What is needed is an exact transcription of every entry below, with the pictures left out.

── Exercise data

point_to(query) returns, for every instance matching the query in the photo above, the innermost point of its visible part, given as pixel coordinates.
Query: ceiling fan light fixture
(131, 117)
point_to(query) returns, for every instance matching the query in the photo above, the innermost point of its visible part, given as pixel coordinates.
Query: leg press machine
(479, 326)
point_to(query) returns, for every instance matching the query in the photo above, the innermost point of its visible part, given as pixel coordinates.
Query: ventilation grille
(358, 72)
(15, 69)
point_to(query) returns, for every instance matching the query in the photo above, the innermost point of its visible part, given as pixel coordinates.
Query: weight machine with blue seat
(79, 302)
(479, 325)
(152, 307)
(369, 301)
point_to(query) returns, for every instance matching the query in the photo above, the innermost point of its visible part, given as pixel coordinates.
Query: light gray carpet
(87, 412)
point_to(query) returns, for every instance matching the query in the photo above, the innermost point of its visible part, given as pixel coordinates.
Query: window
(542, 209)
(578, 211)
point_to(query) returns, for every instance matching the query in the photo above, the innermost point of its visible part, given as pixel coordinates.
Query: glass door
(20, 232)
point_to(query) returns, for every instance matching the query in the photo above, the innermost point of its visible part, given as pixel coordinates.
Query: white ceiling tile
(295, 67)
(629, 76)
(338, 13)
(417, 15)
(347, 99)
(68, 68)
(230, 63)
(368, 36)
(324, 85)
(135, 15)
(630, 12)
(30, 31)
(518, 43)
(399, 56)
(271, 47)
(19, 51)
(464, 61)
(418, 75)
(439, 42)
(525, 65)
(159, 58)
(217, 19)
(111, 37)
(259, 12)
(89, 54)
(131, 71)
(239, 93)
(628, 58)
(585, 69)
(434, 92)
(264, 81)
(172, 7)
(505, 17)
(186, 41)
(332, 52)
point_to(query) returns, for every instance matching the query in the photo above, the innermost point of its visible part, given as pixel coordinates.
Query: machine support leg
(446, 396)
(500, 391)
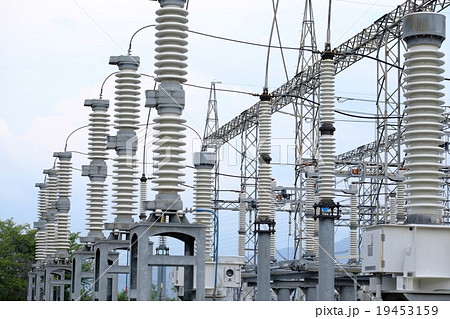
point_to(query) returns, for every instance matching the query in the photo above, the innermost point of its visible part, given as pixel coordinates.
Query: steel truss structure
(377, 164)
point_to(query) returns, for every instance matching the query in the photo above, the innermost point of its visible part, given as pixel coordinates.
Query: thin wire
(131, 39)
(250, 43)
(279, 40)
(222, 90)
(266, 77)
(101, 28)
(144, 149)
(104, 81)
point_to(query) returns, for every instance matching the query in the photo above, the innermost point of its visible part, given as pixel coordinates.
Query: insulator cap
(327, 55)
(327, 129)
(424, 27)
(179, 3)
(125, 62)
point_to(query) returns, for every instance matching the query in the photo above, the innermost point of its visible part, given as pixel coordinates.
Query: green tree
(17, 247)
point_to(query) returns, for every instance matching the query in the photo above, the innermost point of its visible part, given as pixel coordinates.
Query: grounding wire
(275, 9)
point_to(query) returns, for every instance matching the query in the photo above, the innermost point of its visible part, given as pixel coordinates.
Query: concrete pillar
(326, 259)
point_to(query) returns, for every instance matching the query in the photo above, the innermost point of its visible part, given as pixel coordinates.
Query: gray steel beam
(361, 45)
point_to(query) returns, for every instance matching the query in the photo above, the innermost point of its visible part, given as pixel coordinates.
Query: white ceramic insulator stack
(203, 200)
(265, 195)
(40, 234)
(400, 202)
(424, 130)
(171, 44)
(309, 220)
(353, 224)
(170, 67)
(327, 142)
(50, 227)
(126, 118)
(392, 210)
(63, 217)
(97, 189)
(242, 227)
(143, 195)
(169, 154)
(316, 237)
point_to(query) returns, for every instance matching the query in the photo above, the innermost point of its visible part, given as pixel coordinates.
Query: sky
(55, 54)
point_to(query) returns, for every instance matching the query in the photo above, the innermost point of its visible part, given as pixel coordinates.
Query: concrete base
(143, 259)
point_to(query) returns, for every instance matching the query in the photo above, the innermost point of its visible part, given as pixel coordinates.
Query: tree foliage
(17, 248)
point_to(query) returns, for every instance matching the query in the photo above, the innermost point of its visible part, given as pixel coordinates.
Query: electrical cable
(131, 39)
(279, 41)
(104, 81)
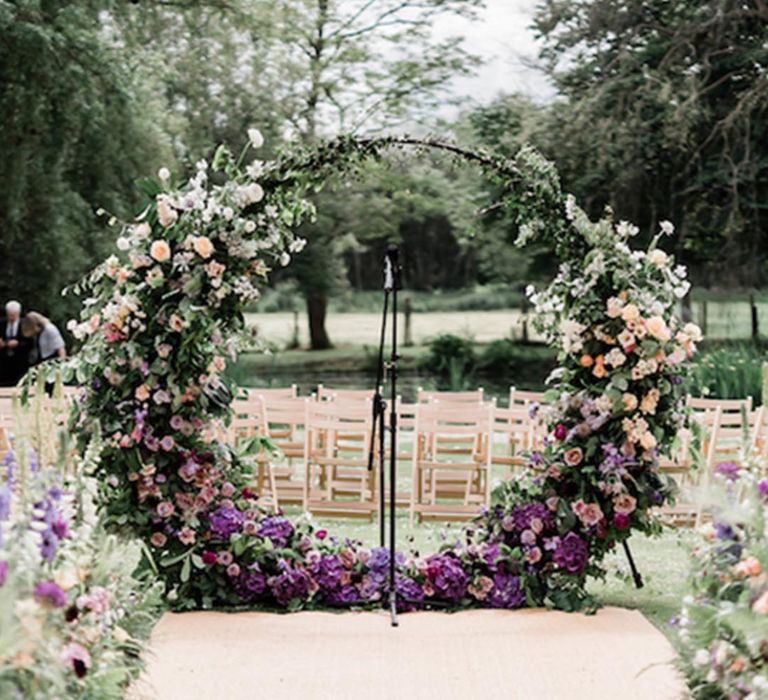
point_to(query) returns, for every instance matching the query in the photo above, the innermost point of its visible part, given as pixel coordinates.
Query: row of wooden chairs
(722, 430)
(450, 439)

────

» **Response**
point_to(query) returns, for every instance matching the query in the photo above, the innermost point of its visible part, given as pixel coordinates.
Query: ceiling fan light fixture
(131, 117)
point_to(query) returns, for every instance matching the query in the photo above, the innermost point of its visible part, given as pixel coordinates.
Query: leg press machine
(479, 326)
point_to(query) returns, for every instance matching the query in the photo above, the innermost point of its visible part, given as pixel coordinates.
Query: ventilation grille
(358, 72)
(15, 69)
point_to(query) returns, for every instance matching the query in the photo above, the innermost point of its visible part, given as pixel coordinates.
Query: weight machine with blue seat
(79, 302)
(479, 325)
(152, 307)
(369, 301)
point_to(query) returns, for every instance matching the query in the photo above, the innermost point of its visible part, given as pixel coordinates.
Query: light gray carpet
(87, 412)
point_to(query) returns, for every instance matching the query in the photo above, the innermost point of its visible part, given as pixel coordinates.
Query: window
(542, 209)
(578, 211)
point_to(query) returns, for every instance matching the query in the photo above, the innermost point of its visible part, given as pixel coordinates.
Query: glass door
(20, 232)
point_to(query) returns, for every instance matching the query in the photo above, the innermost point of its visible part, given as pixel coordinates.
Query: white ceiling tile
(295, 67)
(629, 76)
(338, 13)
(417, 15)
(347, 99)
(68, 68)
(230, 63)
(368, 36)
(324, 85)
(135, 15)
(630, 12)
(30, 31)
(518, 43)
(399, 56)
(271, 47)
(19, 51)
(464, 61)
(418, 75)
(439, 42)
(525, 65)
(159, 58)
(217, 19)
(111, 37)
(259, 12)
(89, 54)
(131, 71)
(239, 93)
(628, 58)
(585, 69)
(434, 92)
(264, 81)
(172, 7)
(505, 17)
(186, 41)
(332, 52)
point_to(query) returns, for every instance matching the query in the photo above, the innermost point of its visible part, given as pixel coordinates.
Query: machine support leg
(446, 396)
(500, 391)
point_to(query) returns, for every instance matching the query in the photo above, the innermost point of its visible part, given as pixel coordinates.
Query: steel truss structure
(377, 164)
point_to(query) returns, for every instance matching the query in the photo above, the innermost point of its visible part, given as pixel coordinates.
Query: thin wire
(131, 39)
(250, 43)
(279, 40)
(222, 90)
(266, 77)
(101, 28)
(144, 149)
(104, 81)
point_to(query) returns, for every instance matching the query in the photo above, the innermost point of its visible part, given as pixel coordinates.
Query: insulator cap
(327, 55)
(327, 129)
(424, 27)
(179, 3)
(125, 62)
point_to(query) returns, for every instance matching the query in the photo above, the innermost point of its visible part, given as pixel coordinates.
Query: green tree
(17, 247)
point_to(query) returns, for every instance matching the query in the photo above, the innermost point of its visible part, given as pixel coordinates.
Query: grounding wire
(275, 9)
point_to(query) returns, for every instance matching the query in the photo above, the innermost point of its visible part, given as pixel coordinates.
Query: concrete pillar
(326, 259)
point_to(query) returns, for every instance matching the query in the photo above, the innermost point of its visible part, given as pixel coordinates.
Query: gray steel beam
(361, 45)
point_to(query) returns, for every instance matching the query in the photo above, the innermost point of its visible part, given as pixel coordinates.
Query: white ceramic insulator stack
(203, 200)
(265, 195)
(40, 234)
(400, 202)
(424, 130)
(171, 44)
(309, 220)
(353, 224)
(170, 67)
(327, 142)
(50, 227)
(126, 118)
(392, 210)
(63, 217)
(97, 189)
(242, 227)
(143, 195)
(169, 154)
(316, 237)
point_to(query) returns, for every instance matching the query in the photo above, the innermost point of its visible part, given as pixel coordinates.
Query: sky
(55, 54)
point_to(query) returns, for every instance matching the query in the photo above, the innermost point of its visible part, given as pixel coordinates.
Query: concrete base
(143, 259)
point_to(query) returns, for every instance matching the query in the photo above, the innermost point of its visible part, given as pixel coordinates.
Query: tree foliage
(17, 248)
point_to(query) returns, for every instance matching the query in the photo above, the innermost point of its visible part, given as pixel coordinates.
Query: electrical cable
(131, 39)
(279, 41)
(104, 81)
point_to(query) returns, for every instance matching the query in the photo above, the innermost point of its visible part, given as pixel coordinates.
Query: row of wooden chairs
(722, 430)
(450, 439)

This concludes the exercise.